---------- Excerpted records ----------

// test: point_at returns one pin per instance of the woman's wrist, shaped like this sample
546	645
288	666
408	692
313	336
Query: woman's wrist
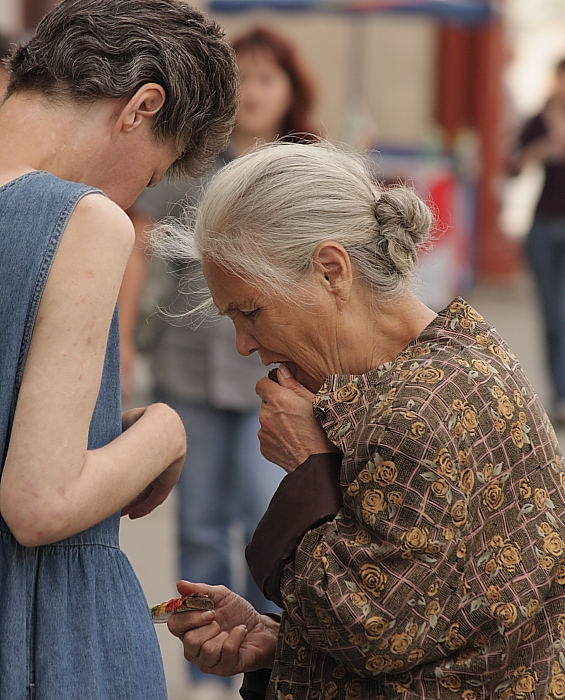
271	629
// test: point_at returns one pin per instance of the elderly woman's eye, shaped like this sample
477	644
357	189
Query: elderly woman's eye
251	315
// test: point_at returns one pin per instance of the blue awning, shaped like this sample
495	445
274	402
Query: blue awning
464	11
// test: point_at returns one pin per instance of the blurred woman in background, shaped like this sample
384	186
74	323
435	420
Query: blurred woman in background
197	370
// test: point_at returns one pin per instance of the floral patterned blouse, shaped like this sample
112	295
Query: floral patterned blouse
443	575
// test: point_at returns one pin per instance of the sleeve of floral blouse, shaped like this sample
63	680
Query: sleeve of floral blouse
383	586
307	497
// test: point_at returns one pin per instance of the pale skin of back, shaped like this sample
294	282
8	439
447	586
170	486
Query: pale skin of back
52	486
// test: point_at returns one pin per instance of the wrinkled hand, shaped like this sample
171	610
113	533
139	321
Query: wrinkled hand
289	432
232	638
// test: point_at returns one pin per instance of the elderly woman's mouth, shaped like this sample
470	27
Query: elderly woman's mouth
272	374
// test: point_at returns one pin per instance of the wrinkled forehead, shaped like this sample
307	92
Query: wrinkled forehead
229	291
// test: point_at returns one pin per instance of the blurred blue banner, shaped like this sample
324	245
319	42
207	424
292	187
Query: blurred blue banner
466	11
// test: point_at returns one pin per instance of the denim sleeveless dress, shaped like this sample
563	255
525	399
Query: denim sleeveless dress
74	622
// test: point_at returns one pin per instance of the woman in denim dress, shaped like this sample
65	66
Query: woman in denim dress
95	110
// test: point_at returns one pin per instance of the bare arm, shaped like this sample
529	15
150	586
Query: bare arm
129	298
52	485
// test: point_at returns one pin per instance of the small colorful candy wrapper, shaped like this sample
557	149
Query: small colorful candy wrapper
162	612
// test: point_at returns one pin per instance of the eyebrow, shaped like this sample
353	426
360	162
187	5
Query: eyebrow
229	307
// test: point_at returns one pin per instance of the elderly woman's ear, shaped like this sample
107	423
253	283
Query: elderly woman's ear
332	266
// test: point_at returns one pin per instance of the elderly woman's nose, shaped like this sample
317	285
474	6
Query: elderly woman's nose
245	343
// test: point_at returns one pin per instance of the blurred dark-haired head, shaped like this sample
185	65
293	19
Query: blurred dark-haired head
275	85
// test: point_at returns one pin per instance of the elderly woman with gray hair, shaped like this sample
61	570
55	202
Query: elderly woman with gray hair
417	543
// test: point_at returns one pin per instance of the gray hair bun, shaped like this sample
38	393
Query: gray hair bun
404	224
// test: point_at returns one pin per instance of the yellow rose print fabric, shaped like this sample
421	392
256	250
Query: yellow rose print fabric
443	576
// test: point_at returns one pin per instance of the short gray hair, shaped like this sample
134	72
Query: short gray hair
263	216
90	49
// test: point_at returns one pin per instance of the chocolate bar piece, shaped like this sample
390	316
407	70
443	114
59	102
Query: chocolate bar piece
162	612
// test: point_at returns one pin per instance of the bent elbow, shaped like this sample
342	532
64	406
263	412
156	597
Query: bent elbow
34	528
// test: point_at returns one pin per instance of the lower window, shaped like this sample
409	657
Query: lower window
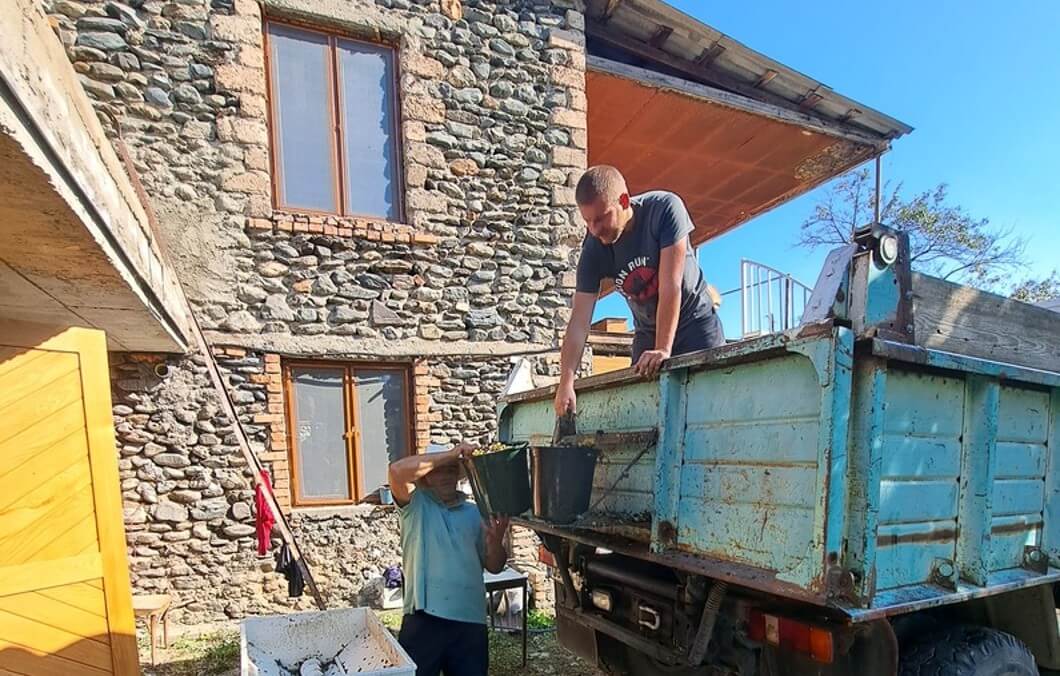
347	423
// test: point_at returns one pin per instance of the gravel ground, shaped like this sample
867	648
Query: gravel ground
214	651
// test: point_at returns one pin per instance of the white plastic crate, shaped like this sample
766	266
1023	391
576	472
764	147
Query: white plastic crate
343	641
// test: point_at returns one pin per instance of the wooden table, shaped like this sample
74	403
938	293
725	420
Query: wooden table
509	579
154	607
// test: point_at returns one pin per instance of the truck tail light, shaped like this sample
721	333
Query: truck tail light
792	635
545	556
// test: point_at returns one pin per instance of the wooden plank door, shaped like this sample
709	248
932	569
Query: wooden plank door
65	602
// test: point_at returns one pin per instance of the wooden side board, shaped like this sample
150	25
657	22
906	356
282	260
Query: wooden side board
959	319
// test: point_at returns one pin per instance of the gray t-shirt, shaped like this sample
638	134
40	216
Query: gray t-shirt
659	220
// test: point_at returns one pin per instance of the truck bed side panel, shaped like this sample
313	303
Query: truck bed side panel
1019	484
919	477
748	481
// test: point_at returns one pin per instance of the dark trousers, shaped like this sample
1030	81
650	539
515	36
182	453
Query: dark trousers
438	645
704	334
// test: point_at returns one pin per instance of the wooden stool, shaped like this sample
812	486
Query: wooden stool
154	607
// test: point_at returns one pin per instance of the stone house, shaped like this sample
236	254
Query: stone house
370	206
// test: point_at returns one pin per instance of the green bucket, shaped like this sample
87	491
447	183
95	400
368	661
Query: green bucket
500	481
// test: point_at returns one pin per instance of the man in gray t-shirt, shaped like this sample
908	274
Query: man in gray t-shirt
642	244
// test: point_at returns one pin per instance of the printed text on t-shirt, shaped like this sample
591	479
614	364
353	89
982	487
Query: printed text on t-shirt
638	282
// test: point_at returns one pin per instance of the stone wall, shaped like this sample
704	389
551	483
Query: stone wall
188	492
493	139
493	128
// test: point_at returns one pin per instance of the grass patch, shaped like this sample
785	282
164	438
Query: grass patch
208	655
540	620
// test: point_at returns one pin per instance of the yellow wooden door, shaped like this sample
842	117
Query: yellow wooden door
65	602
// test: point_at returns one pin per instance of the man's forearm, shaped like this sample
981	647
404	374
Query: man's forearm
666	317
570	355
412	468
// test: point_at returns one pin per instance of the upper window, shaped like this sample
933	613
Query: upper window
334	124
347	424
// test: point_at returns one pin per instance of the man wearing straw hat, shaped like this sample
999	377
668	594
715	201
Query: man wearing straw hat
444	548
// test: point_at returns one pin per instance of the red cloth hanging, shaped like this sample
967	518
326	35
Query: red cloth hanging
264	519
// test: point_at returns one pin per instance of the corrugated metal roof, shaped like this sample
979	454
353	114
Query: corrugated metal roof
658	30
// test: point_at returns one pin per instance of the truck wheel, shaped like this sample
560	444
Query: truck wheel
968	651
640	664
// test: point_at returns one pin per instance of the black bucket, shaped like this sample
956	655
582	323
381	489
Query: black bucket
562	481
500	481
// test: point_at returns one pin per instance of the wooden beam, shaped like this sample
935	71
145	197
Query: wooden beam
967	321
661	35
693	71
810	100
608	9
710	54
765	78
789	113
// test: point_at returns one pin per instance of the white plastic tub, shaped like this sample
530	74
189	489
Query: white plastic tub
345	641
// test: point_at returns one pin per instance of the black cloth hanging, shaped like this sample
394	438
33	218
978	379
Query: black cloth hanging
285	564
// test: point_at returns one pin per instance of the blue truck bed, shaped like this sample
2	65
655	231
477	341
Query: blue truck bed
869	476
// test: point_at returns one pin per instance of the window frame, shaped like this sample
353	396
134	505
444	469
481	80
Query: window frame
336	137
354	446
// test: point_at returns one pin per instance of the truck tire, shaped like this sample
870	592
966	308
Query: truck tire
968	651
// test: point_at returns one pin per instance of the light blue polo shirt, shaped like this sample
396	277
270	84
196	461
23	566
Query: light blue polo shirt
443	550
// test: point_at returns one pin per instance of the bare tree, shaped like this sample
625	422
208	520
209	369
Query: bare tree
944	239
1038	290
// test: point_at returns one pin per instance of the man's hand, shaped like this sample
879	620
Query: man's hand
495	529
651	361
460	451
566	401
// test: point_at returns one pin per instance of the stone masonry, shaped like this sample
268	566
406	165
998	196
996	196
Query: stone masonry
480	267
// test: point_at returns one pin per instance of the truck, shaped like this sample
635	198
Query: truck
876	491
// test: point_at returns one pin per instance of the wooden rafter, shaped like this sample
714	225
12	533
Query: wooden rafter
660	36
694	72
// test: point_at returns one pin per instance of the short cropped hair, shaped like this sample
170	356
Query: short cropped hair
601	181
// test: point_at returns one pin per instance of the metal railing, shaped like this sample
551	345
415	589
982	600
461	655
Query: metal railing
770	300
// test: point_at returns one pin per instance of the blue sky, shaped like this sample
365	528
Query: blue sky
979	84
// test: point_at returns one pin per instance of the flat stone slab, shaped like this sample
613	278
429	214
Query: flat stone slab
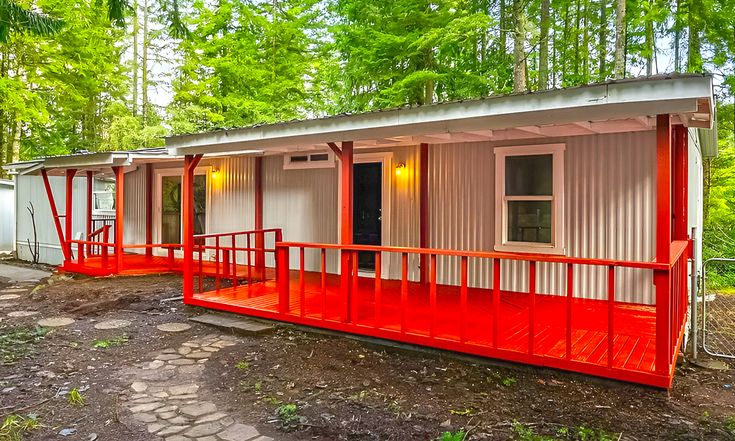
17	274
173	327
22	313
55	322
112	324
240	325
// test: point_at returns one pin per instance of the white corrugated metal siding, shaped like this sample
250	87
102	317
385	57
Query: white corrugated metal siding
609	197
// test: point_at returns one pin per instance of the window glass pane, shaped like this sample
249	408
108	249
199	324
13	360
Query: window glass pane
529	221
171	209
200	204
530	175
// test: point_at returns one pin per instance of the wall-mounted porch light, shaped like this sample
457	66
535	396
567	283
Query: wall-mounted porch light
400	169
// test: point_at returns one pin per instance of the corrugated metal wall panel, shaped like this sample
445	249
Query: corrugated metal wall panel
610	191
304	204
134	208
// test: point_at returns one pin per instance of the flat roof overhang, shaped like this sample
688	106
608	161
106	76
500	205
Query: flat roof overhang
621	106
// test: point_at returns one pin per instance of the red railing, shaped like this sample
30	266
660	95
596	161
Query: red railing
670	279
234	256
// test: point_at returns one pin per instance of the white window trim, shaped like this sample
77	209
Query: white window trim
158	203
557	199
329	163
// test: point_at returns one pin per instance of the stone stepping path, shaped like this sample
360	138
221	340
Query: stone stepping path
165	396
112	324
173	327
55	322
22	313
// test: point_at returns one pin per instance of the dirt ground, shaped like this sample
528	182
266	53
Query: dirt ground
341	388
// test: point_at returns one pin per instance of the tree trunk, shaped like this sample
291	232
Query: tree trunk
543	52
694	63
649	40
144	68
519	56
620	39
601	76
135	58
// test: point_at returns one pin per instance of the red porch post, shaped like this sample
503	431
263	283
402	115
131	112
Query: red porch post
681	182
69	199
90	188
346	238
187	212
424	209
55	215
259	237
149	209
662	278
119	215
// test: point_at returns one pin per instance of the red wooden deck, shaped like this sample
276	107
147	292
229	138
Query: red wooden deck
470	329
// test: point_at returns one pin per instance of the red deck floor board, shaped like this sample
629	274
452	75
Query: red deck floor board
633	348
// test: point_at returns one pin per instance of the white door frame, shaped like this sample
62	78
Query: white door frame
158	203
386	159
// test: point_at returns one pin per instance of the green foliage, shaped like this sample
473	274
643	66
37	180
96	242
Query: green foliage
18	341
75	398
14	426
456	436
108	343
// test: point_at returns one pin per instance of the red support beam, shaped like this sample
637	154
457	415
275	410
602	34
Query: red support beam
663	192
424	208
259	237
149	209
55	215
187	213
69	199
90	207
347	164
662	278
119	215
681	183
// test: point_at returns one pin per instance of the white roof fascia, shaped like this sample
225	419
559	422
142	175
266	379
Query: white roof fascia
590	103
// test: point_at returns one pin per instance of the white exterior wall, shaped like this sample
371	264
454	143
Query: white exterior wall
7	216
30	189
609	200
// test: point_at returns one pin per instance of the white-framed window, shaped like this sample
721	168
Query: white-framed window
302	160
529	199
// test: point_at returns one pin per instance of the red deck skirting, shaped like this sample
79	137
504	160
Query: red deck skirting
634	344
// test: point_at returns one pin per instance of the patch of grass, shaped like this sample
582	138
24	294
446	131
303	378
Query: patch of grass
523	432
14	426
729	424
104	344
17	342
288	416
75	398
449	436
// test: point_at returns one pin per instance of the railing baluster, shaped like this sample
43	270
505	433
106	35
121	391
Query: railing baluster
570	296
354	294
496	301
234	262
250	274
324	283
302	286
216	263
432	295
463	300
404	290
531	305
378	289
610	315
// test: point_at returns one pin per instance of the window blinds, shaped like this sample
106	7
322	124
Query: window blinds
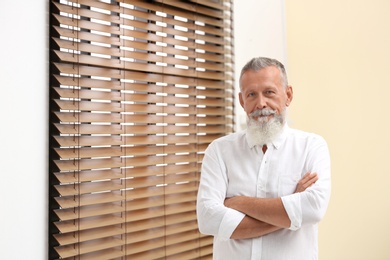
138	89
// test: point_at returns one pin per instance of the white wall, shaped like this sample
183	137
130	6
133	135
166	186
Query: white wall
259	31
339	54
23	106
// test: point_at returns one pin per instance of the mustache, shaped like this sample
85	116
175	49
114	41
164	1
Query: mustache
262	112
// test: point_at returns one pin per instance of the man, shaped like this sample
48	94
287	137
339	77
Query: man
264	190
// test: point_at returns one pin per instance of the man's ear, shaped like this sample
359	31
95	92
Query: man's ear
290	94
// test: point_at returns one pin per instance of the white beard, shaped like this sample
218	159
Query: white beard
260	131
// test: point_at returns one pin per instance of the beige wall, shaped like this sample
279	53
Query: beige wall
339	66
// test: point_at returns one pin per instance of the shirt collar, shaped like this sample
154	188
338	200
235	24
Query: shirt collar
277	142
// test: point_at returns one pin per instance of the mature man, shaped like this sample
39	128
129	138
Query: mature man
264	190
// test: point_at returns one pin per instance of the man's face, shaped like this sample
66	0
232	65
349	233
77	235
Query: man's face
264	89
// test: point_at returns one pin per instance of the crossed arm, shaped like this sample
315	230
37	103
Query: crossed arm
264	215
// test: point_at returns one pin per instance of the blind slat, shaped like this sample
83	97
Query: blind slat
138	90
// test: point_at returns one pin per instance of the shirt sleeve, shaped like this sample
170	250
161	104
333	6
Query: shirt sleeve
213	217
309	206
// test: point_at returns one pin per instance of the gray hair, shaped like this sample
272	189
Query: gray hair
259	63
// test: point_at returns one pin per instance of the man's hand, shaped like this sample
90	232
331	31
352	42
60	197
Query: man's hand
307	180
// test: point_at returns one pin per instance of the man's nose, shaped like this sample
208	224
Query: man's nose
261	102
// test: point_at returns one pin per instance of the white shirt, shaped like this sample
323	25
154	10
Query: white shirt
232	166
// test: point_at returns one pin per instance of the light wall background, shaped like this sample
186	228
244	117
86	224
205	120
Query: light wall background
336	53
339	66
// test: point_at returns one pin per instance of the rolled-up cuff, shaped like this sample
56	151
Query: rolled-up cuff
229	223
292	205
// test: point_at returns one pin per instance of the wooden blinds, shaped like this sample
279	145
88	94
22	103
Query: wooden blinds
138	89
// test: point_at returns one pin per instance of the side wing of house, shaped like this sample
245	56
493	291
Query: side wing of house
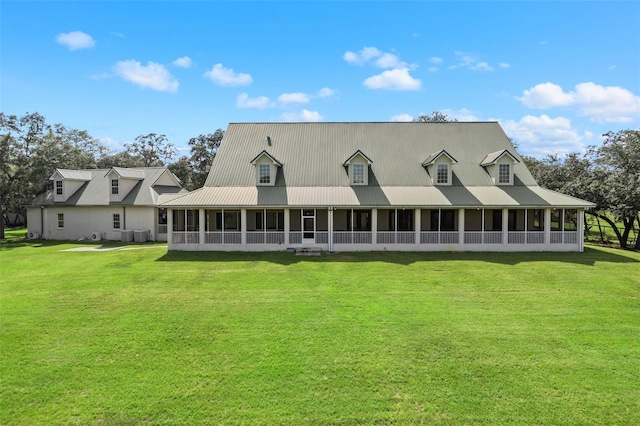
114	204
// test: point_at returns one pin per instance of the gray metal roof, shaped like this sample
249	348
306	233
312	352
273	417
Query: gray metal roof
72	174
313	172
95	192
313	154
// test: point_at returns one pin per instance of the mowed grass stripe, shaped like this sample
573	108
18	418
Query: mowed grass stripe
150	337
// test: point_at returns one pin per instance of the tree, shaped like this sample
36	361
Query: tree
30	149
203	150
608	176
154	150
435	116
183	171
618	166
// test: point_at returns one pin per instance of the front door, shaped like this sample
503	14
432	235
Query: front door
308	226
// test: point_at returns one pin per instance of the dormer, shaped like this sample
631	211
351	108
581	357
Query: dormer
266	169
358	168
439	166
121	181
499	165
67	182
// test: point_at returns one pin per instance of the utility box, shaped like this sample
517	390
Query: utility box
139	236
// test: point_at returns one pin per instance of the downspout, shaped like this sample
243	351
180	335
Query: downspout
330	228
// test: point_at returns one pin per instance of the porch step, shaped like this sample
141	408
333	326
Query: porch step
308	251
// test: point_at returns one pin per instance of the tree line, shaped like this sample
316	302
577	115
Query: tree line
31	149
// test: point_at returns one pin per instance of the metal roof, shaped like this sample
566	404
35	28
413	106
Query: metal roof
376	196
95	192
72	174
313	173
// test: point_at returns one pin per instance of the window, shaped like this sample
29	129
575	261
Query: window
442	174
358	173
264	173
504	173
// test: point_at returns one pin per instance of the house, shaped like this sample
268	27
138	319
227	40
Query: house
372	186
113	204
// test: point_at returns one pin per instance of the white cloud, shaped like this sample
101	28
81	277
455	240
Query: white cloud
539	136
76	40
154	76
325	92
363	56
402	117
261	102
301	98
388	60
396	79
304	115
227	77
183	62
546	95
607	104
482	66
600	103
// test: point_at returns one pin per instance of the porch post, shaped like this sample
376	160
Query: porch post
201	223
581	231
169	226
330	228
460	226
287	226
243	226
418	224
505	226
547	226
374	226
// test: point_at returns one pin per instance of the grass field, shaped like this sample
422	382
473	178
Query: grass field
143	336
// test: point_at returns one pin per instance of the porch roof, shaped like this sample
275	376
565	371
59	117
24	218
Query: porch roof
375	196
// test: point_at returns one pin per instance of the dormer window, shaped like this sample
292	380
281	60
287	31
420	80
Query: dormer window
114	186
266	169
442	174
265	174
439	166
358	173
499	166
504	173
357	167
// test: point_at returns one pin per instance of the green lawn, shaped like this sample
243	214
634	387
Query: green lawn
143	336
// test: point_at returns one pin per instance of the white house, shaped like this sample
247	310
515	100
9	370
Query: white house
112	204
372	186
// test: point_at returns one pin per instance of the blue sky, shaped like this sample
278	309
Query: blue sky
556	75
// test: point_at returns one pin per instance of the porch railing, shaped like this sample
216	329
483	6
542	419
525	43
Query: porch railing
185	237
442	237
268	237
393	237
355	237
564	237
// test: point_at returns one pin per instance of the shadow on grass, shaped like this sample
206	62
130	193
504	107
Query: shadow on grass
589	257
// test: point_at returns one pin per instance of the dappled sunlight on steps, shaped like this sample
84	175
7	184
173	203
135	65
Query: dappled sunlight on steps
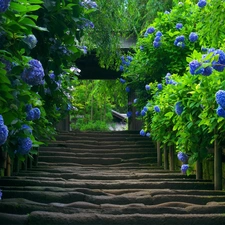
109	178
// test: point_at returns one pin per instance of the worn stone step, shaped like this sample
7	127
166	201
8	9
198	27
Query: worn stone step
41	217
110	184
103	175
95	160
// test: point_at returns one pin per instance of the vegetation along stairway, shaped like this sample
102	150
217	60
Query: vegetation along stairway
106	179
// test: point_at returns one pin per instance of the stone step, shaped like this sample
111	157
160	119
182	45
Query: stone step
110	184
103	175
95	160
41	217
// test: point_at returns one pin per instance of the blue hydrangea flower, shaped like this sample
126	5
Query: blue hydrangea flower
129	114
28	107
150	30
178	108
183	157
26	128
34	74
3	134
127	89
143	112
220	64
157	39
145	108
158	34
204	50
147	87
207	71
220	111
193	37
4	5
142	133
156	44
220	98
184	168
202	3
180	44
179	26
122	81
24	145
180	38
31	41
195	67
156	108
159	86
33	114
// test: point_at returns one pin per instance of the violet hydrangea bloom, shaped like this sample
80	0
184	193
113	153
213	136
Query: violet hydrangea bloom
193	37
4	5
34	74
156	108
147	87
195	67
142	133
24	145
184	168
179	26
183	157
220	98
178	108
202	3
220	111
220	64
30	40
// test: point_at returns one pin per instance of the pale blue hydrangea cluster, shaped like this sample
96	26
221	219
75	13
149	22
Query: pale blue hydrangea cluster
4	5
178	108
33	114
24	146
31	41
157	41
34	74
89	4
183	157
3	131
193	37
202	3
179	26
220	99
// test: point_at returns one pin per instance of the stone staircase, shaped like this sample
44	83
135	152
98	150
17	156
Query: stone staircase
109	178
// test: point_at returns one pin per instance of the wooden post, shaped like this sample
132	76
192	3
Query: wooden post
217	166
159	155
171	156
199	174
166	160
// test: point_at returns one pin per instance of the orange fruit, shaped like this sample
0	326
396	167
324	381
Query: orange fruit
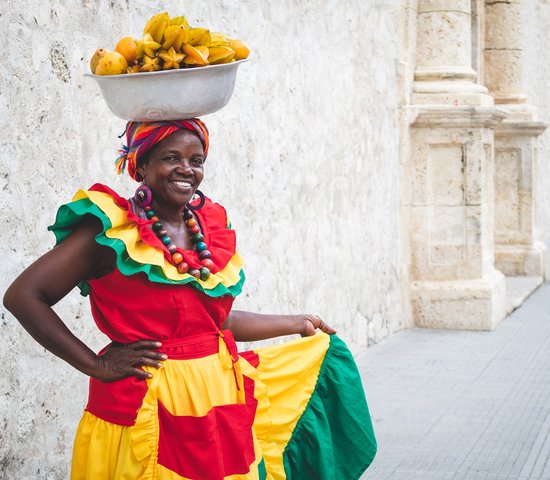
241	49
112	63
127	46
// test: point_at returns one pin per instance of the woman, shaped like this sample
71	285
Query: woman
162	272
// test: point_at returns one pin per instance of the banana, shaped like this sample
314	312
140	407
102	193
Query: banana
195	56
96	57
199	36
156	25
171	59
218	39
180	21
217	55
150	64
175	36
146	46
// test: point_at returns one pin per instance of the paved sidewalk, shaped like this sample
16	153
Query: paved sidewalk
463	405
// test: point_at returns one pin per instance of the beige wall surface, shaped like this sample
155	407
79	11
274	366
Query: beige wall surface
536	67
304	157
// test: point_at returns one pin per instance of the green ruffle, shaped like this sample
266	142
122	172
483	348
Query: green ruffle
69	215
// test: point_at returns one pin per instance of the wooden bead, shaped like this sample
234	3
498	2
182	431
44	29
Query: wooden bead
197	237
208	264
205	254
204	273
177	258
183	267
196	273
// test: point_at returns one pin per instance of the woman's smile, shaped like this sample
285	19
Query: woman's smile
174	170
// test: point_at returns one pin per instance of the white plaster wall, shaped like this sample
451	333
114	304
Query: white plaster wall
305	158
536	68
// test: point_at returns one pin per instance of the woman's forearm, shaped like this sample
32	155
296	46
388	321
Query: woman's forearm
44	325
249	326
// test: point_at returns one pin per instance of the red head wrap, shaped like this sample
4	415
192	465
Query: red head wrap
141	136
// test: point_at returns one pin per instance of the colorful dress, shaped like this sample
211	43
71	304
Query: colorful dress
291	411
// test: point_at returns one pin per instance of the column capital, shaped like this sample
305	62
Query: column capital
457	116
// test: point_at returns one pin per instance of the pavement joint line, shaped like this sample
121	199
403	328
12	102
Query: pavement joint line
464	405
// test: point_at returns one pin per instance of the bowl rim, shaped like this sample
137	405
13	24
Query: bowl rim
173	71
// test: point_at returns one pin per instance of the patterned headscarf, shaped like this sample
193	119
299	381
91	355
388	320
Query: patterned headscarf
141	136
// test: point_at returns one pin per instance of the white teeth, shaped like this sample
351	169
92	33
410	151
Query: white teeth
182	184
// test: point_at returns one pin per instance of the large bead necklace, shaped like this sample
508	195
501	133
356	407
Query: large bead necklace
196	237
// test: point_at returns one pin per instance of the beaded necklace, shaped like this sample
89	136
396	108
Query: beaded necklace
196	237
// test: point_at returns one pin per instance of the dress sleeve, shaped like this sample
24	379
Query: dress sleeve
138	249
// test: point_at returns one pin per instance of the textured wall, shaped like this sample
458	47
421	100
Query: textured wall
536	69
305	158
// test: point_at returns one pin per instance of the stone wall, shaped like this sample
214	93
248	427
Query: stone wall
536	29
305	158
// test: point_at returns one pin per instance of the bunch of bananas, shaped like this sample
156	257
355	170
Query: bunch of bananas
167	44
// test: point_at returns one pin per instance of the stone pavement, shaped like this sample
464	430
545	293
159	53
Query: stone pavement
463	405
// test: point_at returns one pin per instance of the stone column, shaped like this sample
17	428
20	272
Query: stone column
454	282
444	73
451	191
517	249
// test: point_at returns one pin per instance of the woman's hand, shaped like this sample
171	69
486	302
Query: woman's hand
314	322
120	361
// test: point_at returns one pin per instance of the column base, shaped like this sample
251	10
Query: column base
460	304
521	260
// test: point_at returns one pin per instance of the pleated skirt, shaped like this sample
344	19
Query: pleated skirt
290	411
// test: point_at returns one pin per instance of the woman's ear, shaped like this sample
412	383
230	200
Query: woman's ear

----------

**Problem:** Exactly as written, give again every line from the one containing "bananas, shaped like this sample" through the last line of the material above, and no other lines.

**Finished exercise:**
// test: point_at returns one pin per instance of the bunch of bananas, shaped like this sample
156	257
355	170
Query: bunch of bananas
167	44
// test: point_at returns one pin per instance of the stone pavement, shaped like this sample
464	430
545	293
159	53
Query: stone pavement
463	405
// test: point_at returns one pin per instance of the stone column, shaped like this sample
17	428
20	272
Query: stone column
454	282
444	73
451	191
517	249
// test: point_at returns one pin per instance of the woman's hand, shaped like this sample
171	69
486	302
Query: woman's hand
314	322
120	361
// test: point_at returns one pin per instance of the column base, shaped like this sample
251	10
Query: column base
460	304
521	260
// test: point_at returns one pin per instance of the pleated skirt, shaped like this sample
344	19
Query: pleated skirt
290	411
// test: point_at returns one pin per instance of the woman's ear, shaped like this sample
412	383
230	200
Query: woman's ear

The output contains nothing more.